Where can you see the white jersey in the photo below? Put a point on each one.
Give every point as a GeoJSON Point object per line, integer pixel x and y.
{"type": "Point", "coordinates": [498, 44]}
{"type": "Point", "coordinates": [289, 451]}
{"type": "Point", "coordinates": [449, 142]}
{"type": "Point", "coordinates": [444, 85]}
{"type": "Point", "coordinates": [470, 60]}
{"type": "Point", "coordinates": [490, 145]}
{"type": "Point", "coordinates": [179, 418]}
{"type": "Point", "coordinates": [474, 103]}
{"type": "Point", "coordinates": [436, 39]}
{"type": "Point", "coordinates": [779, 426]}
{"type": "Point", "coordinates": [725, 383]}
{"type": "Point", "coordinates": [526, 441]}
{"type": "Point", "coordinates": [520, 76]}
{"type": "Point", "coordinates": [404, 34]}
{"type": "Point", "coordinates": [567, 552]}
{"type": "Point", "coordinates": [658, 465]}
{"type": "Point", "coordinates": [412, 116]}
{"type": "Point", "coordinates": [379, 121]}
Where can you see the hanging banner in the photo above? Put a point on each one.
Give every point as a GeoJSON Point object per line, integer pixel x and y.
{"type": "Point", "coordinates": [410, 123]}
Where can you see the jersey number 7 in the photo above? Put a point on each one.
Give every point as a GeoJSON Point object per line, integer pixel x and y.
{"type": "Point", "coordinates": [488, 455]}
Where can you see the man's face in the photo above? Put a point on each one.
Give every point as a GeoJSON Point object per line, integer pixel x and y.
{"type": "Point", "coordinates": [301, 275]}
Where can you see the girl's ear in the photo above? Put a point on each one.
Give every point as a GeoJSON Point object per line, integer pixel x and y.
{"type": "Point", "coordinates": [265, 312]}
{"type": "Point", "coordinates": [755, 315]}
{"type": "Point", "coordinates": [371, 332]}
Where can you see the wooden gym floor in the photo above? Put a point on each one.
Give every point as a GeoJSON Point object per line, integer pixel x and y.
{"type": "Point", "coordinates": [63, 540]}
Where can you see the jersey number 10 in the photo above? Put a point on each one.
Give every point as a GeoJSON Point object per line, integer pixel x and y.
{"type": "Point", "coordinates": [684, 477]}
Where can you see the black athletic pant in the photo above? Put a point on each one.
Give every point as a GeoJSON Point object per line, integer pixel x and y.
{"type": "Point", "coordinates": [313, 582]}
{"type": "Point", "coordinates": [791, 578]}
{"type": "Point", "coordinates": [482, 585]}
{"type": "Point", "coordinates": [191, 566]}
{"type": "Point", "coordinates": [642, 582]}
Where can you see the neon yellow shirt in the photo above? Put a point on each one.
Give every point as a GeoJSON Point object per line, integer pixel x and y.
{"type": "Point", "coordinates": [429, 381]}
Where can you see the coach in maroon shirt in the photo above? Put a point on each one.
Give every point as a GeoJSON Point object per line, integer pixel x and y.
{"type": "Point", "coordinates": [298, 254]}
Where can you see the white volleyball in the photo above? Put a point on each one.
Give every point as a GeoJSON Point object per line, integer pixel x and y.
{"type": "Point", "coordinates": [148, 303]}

::::::

-- The exercise --
Write out only what runs from the line holding "Where can you see the neon" through the last line of the records, exactly as shown.

-- Expected output --
Where can you see the neon yellow shirt in the photo above? Put a point on each one.
Give every point as a GeoJSON Point object per line, integer pixel x and y.
{"type": "Point", "coordinates": [429, 381]}
Where can you see the coach in maroon shirt in the photo above? Put a point on each one.
Give every point as a GeoJSON Point object per line, integer pixel x and y.
{"type": "Point", "coordinates": [298, 254]}
Where can you see the white volleyball in the photo above? Put a point on each one.
Give every point as a GeoJSON Point object per line, integer pixel x and y.
{"type": "Point", "coordinates": [148, 303]}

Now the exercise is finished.